------ Source text

- Film Poster
- Burmese: ပပဝတီစီရင်ခန်း
- Directed by: Wyne
- Screenplay by: Wyne
- Story by: Wyne
- Produced by: Ma Mee Mee
- Starring: Moe Hay Ko; Phway Phway; Htun Htun; A Linn Yaung;
- Cinematography: Kyauk Phyu (Padaythar)
- Edited by: Kyaw Khine Soe
- Music by: Yangon Post Richard Ye Win Farique Chan Wai Onn Steven Leong Amier Nelson
- Production company: Mee Mee Shwe Chuu Film Production
- Release date: October 10, 2019 (Myanmar);
- Running time: 113 minutes
- Country: Myanmar
- Language: Burmese

= Pa Pa Wadi See Yin Khan =

2019 Burmese film

Pa Pa Wadi See Yin Khan (ပပဝတီစီရင်ခန်း, lit. 'The Trial of Pa Pa Wadi') is a 2019 Burmese drama film, produced by Mimi Shwe Chu Film Production, and it was released in theaters on October 10, 2019. The film is a modern adaptation based on the legend of King Kutha and Pa Pa Wadi, drawing inspiration from the beauty of Pa Pa Waddy to highlight the rivalry between two beautiful women in a contemporary setting. Directed by Wyne, the film features a leading cast including actresses Moe Hay Ko and Phway Phway, along with actors Htun Htun and A Linn Yaung. The film's main plot revolves around the intriguing story of two women who, in a fierce rivalry over beauty, lose sight of their true selves. The audience is taken on a fascinating journey as they rediscover their true identities and learn that beauty is not everything.

------------
------ Dataset entries

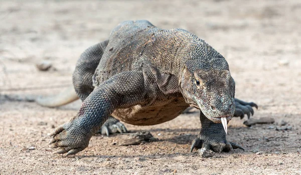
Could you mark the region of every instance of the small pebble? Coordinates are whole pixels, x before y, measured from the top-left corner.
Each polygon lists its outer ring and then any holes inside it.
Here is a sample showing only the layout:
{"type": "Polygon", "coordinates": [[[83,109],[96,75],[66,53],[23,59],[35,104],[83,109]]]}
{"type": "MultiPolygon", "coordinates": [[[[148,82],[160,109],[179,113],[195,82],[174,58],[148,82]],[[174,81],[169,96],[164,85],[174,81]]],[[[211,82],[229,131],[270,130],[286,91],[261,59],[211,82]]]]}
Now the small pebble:
{"type": "Polygon", "coordinates": [[[198,149],[199,155],[202,157],[210,157],[214,155],[215,152],[211,150],[209,150],[205,148],[198,149]]]}
{"type": "Polygon", "coordinates": [[[36,149],[36,148],[34,146],[31,146],[30,147],[27,148],[27,150],[32,150],[35,149],[36,149]]]}
{"type": "Polygon", "coordinates": [[[50,61],[44,60],[36,64],[36,67],[40,71],[47,71],[52,67],[52,64],[50,61]]]}

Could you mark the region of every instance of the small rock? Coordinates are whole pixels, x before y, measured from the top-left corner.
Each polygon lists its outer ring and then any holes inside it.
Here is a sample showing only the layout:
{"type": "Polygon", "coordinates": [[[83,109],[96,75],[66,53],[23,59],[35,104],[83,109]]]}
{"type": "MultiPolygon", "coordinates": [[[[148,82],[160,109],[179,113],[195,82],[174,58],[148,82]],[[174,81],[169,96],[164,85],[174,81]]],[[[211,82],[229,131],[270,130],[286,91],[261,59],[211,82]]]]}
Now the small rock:
{"type": "Polygon", "coordinates": [[[278,62],[278,65],[281,66],[287,66],[289,64],[289,61],[287,60],[281,60],[278,62]]]}
{"type": "Polygon", "coordinates": [[[40,126],[45,126],[47,125],[47,122],[45,122],[44,121],[40,121],[38,123],[38,125],[40,126]]]}
{"type": "Polygon", "coordinates": [[[271,117],[261,117],[259,119],[250,118],[248,120],[245,121],[243,122],[243,124],[248,126],[251,126],[256,123],[273,123],[274,122],[275,120],[273,118],[271,117]]]}
{"type": "Polygon", "coordinates": [[[34,146],[31,146],[30,147],[27,148],[27,150],[30,150],[30,151],[31,151],[32,150],[35,150],[35,149],[36,149],[36,148],[34,146]]]}
{"type": "Polygon", "coordinates": [[[36,67],[40,71],[47,71],[52,67],[52,64],[50,61],[44,60],[36,64],[36,67]]]}
{"type": "Polygon", "coordinates": [[[286,125],[286,124],[287,124],[287,122],[283,120],[281,120],[281,121],[280,122],[280,126],[284,126],[284,125],[286,125]]]}
{"type": "Polygon", "coordinates": [[[199,155],[202,157],[210,157],[214,155],[215,152],[211,150],[207,149],[205,148],[198,149],[199,155]]]}
{"type": "Polygon", "coordinates": [[[288,130],[292,130],[292,127],[291,127],[291,126],[282,126],[280,127],[277,127],[275,129],[275,130],[276,131],[287,131],[288,130]]]}
{"type": "Polygon", "coordinates": [[[140,157],[136,157],[136,158],[134,158],[134,159],[135,160],[139,161],[145,161],[145,158],[140,158],[140,157]]]}

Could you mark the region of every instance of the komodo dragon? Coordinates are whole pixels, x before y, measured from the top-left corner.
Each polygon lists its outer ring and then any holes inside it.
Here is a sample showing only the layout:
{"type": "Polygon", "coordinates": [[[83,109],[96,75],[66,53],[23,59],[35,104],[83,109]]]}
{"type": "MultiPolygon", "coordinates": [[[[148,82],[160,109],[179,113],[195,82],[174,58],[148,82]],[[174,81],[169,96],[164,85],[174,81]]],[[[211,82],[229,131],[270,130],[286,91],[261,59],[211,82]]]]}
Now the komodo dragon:
{"type": "MultiPolygon", "coordinates": [[[[111,115],[133,125],[155,125],[190,106],[200,109],[202,125],[191,151],[243,149],[226,140],[227,123],[233,116],[249,117],[252,107],[257,107],[234,99],[227,61],[205,41],[184,30],[163,30],[146,21],[123,22],[107,40],[87,49],[77,62],[73,82],[83,103],[76,116],[50,134],[50,146],[58,148],[56,153],[85,149],[111,115]]],[[[77,98],[75,93],[60,95],[58,100],[38,102],[55,106],[77,98]]],[[[126,131],[118,120],[112,121],[119,131],[126,131]]]]}

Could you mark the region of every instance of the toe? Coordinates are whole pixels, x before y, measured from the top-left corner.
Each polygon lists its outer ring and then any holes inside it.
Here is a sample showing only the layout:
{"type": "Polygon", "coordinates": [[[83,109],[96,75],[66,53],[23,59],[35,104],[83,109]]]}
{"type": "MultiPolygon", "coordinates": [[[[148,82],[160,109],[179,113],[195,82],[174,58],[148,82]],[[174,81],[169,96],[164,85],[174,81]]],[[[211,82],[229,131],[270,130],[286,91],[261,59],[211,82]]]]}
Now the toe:
{"type": "Polygon", "coordinates": [[[252,116],[253,116],[253,115],[254,115],[254,110],[253,110],[252,107],[250,105],[246,105],[246,106],[249,109],[250,112],[251,112],[252,116]]]}
{"type": "Polygon", "coordinates": [[[192,152],[193,149],[196,148],[197,149],[202,148],[202,141],[199,138],[197,138],[193,140],[191,147],[190,147],[190,152],[192,152]]]}
{"type": "Polygon", "coordinates": [[[127,132],[127,130],[126,129],[125,126],[124,126],[124,125],[123,124],[122,124],[122,123],[120,123],[120,122],[118,122],[116,124],[117,124],[117,125],[118,125],[120,127],[120,128],[121,128],[121,130],[123,132],[125,132],[125,133],[127,132]]]}
{"type": "Polygon", "coordinates": [[[118,125],[113,124],[112,125],[112,126],[114,127],[116,129],[116,130],[117,130],[119,132],[121,133],[122,133],[122,130],[121,129],[121,128],[118,125]]]}
{"type": "Polygon", "coordinates": [[[106,135],[106,136],[108,137],[109,133],[108,127],[106,126],[102,126],[102,128],[101,128],[101,134],[106,135]]]}
{"type": "Polygon", "coordinates": [[[50,134],[48,134],[48,135],[50,136],[53,136],[54,135],[57,135],[60,133],[64,130],[62,126],[60,126],[56,128],[50,134]]]}
{"type": "Polygon", "coordinates": [[[243,116],[244,116],[244,113],[242,111],[242,110],[239,108],[235,109],[235,112],[234,113],[235,117],[239,117],[240,119],[243,119],[243,116]]]}

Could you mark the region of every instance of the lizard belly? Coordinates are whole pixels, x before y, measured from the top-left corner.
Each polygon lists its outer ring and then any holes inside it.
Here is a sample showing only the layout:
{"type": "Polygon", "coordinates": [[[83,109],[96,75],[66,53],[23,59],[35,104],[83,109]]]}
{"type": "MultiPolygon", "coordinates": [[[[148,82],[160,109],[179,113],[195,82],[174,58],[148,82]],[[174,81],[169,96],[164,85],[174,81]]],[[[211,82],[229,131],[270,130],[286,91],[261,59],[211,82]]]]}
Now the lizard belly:
{"type": "Polygon", "coordinates": [[[188,107],[186,103],[168,104],[160,106],[141,107],[116,109],[112,115],[125,123],[135,125],[152,125],[173,119],[188,107]]]}

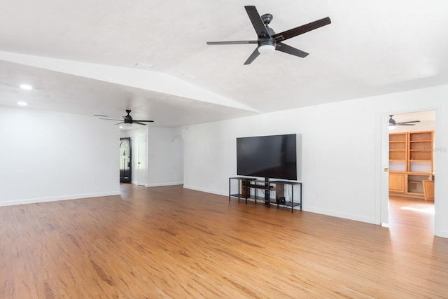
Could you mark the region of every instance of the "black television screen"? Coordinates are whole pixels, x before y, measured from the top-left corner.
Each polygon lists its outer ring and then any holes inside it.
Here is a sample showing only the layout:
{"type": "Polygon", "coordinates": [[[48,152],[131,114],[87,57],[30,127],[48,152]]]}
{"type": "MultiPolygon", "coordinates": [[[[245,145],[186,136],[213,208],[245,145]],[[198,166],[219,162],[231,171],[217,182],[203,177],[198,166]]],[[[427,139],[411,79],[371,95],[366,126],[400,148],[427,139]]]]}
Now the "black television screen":
{"type": "Polygon", "coordinates": [[[297,180],[295,135],[237,138],[237,174],[297,180]]]}

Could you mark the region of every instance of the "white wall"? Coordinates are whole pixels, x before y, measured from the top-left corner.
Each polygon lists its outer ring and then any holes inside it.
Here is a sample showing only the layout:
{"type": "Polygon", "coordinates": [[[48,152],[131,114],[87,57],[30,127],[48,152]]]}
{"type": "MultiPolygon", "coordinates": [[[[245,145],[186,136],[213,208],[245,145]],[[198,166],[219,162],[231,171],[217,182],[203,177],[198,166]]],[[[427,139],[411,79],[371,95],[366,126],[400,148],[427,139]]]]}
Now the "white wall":
{"type": "Polygon", "coordinates": [[[448,215],[448,186],[437,183],[448,176],[447,96],[443,85],[183,127],[184,186],[227,195],[228,178],[237,173],[236,137],[298,133],[303,209],[379,224],[387,205],[379,192],[387,175],[382,169],[388,160],[381,155],[386,116],[435,110],[435,230],[448,237],[448,217],[442,216],[448,215]]]}
{"type": "Polygon", "coordinates": [[[118,134],[90,116],[0,107],[0,205],[119,194],[118,134]]]}
{"type": "Polygon", "coordinates": [[[183,139],[179,128],[151,127],[148,153],[148,187],[183,183],[183,139]]]}

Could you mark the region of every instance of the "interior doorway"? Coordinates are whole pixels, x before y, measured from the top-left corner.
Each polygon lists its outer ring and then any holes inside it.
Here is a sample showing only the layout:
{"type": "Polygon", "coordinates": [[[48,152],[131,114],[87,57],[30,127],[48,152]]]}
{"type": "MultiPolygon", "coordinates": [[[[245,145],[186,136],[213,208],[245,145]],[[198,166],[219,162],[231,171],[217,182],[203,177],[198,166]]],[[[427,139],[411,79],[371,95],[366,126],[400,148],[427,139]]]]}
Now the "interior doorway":
{"type": "MultiPolygon", "coordinates": [[[[389,116],[389,226],[414,226],[424,219],[428,222],[428,217],[434,222],[435,134],[435,111],[389,116]],[[412,215],[398,221],[397,213],[391,212],[392,207],[412,215]]],[[[434,234],[433,225],[425,226],[434,234]]]]}
{"type": "Polygon", "coordinates": [[[120,181],[131,183],[132,180],[131,138],[120,139],[120,181]]]}

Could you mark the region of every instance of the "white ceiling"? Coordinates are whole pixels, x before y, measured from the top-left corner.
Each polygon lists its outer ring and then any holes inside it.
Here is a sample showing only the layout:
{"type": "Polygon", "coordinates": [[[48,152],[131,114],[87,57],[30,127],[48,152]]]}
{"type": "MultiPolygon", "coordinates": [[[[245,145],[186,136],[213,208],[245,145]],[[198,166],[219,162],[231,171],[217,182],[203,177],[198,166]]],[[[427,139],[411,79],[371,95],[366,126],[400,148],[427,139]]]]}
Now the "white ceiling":
{"type": "Polygon", "coordinates": [[[444,0],[8,1],[0,105],[178,126],[447,84],[447,15],[444,0]],[[244,5],[276,32],[332,24],[285,41],[305,58],[243,65],[255,45],[206,41],[256,39],[244,5]]]}

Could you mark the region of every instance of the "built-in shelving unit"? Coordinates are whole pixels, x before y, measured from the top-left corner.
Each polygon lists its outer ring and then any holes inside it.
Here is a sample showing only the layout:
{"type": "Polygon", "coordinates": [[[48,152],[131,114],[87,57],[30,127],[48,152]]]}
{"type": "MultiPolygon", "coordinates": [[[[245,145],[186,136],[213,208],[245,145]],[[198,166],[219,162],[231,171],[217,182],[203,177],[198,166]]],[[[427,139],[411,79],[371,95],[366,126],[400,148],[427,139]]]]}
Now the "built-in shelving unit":
{"type": "Polygon", "coordinates": [[[390,193],[424,197],[424,183],[434,179],[433,140],[433,131],[389,134],[390,193]]]}

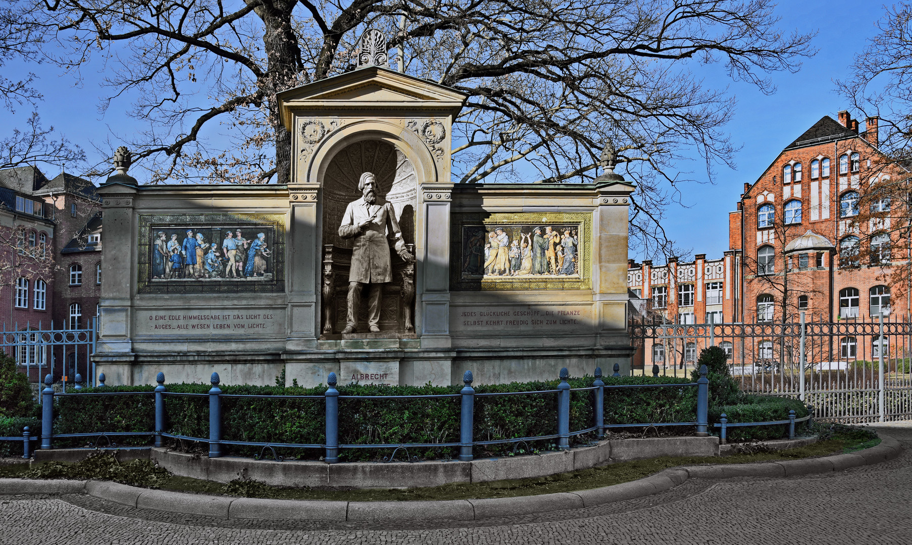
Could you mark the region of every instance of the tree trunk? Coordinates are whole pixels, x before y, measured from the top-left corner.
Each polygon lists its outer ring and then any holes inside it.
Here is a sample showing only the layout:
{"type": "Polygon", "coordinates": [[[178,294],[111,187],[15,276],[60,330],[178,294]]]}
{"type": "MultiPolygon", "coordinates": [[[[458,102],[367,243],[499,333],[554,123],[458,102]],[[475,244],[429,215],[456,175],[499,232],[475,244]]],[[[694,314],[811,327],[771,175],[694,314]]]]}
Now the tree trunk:
{"type": "Polygon", "coordinates": [[[268,68],[265,81],[260,82],[266,91],[269,108],[269,123],[275,131],[275,173],[276,182],[291,181],[292,134],[282,125],[279,105],[275,93],[295,87],[303,72],[301,50],[297,46],[297,36],[291,26],[292,10],[296,2],[265,2],[256,9],[263,19],[264,31],[263,43],[265,47],[268,68]]]}

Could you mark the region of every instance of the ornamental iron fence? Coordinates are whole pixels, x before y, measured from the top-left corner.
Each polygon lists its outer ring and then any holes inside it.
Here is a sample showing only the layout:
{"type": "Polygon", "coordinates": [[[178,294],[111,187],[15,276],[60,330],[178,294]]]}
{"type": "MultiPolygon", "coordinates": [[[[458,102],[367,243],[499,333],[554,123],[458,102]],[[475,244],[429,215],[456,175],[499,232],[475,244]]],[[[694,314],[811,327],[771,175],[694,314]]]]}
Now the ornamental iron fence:
{"type": "MultiPolygon", "coordinates": [[[[616,364],[614,369],[614,376],[620,376],[619,366],[616,364]]],[[[153,444],[155,447],[163,447],[165,438],[173,438],[179,440],[189,440],[197,441],[202,443],[208,443],[209,445],[209,457],[210,458],[219,458],[223,456],[223,445],[238,445],[245,447],[262,447],[260,455],[254,458],[262,458],[265,453],[266,449],[271,451],[273,458],[276,460],[281,461],[282,457],[275,452],[277,447],[291,447],[291,448],[321,448],[325,450],[324,460],[327,464],[337,463],[339,460],[339,452],[346,448],[387,448],[392,449],[392,453],[389,457],[384,458],[384,461],[391,461],[396,456],[396,453],[402,449],[405,452],[406,459],[412,461],[409,458],[409,448],[417,447],[458,447],[459,455],[458,459],[461,461],[470,461],[473,459],[472,448],[477,446],[484,445],[496,445],[496,444],[515,444],[527,443],[530,441],[537,440],[546,440],[546,439],[556,439],[557,447],[561,450],[567,450],[570,448],[570,437],[581,436],[584,434],[596,432],[596,437],[601,439],[606,435],[606,430],[613,427],[688,427],[692,426],[696,428],[696,435],[699,437],[706,437],[710,435],[710,423],[709,423],[709,380],[706,377],[706,367],[703,366],[700,369],[700,376],[699,380],[691,383],[674,383],[674,384],[648,384],[648,385],[611,385],[607,386],[602,380],[602,371],[599,367],[596,368],[595,379],[593,380],[591,386],[573,388],[568,383],[568,373],[567,369],[562,368],[560,370],[559,378],[560,382],[557,387],[549,390],[537,390],[537,391],[521,391],[521,392],[497,392],[497,393],[476,393],[474,388],[472,386],[472,375],[471,371],[466,371],[462,377],[463,386],[459,394],[440,394],[431,396],[343,396],[339,394],[337,389],[337,378],[335,373],[330,373],[327,378],[327,389],[322,396],[256,396],[256,395],[235,395],[235,394],[224,394],[220,386],[220,377],[217,373],[212,373],[210,377],[211,388],[208,394],[195,394],[195,393],[184,393],[184,392],[169,392],[165,387],[164,382],[165,377],[163,373],[159,373],[156,376],[156,386],[154,391],[151,392],[104,392],[98,391],[96,389],[92,392],[81,392],[81,388],[78,386],[77,391],[71,393],[55,392],[50,375],[48,375],[45,378],[45,388],[41,392],[42,397],[44,397],[43,406],[42,406],[42,426],[41,426],[41,437],[40,437],[40,448],[49,449],[53,447],[53,441],[55,439],[62,438],[73,438],[73,437],[97,437],[95,444],[98,445],[102,437],[107,438],[109,443],[110,442],[110,437],[118,436],[137,436],[137,437],[150,437],[153,438],[153,444]],[[679,390],[683,391],[684,388],[695,387],[697,389],[697,403],[696,403],[696,419],[690,422],[642,422],[642,423],[611,423],[605,421],[605,393],[606,390],[612,389],[623,389],[623,388],[679,388],[679,390]],[[570,429],[570,396],[572,392],[592,392],[593,393],[593,421],[592,426],[586,427],[584,429],[571,430],[570,429]],[[154,397],[154,410],[155,410],[155,429],[149,431],[135,431],[135,432],[107,432],[107,431],[95,431],[88,433],[54,433],[54,420],[55,420],[55,400],[59,400],[63,398],[78,398],[79,396],[151,396],[154,397]],[[473,418],[476,412],[475,409],[475,398],[477,397],[498,397],[498,396],[555,396],[557,403],[557,418],[555,424],[554,431],[556,433],[545,434],[533,437],[512,437],[512,438],[502,438],[502,439],[488,439],[488,440],[478,440],[474,437],[473,428],[473,418]],[[209,405],[209,437],[190,437],[180,434],[169,433],[165,429],[165,423],[168,420],[167,406],[168,406],[168,397],[171,396],[192,396],[196,398],[208,398],[209,405]],[[272,398],[272,399],[313,399],[313,400],[322,400],[326,406],[325,413],[325,425],[326,425],[326,435],[325,443],[277,443],[277,442],[268,442],[268,441],[237,441],[237,440],[228,440],[225,439],[223,434],[223,400],[229,398],[272,398]],[[438,398],[450,398],[450,399],[460,399],[460,433],[459,442],[440,442],[440,443],[369,443],[369,444],[341,444],[339,441],[339,400],[345,399],[371,399],[371,400],[389,400],[389,399],[438,399],[438,398]]],[[[98,375],[98,386],[105,386],[105,375],[101,374],[98,375]]],[[[26,430],[27,434],[28,430],[26,430]]],[[[24,437],[0,437],[0,440],[22,440],[25,445],[28,445],[29,438],[24,437]]],[[[26,448],[26,455],[27,457],[28,451],[27,447],[26,448]]]]}
{"type": "Polygon", "coordinates": [[[796,397],[814,417],[862,423],[912,418],[912,322],[905,316],[837,322],[801,313],[792,322],[630,325],[633,374],[687,375],[707,346],[729,357],[745,392],[796,397]]]}

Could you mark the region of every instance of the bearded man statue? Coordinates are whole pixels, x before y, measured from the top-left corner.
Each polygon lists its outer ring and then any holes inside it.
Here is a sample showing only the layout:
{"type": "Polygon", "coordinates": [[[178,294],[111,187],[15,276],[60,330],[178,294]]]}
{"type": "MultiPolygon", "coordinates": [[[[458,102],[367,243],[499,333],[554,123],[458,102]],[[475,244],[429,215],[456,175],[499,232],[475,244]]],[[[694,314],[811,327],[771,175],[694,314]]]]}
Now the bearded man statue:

------------

= Written instruction =
Summarize the article about the film Pa Pa Wadi See Yin Khan above in two sentences.

= Result below =
Pa Pa Wadi See Yin Khan is a 2019 Burmese drama film directed by Wyne, starring Moe Hay Ko, Phway Phway, Htun Htun and A Linn Yaung, and released in theaters on October 10, 2019. A modern adaptation of the legend of King Kutha and Pa Pa Wadi, it follows two women whose fierce rivalry over beauty makes them lose sight of their true selves until they rediscover who they are and learn that beauty is not everything.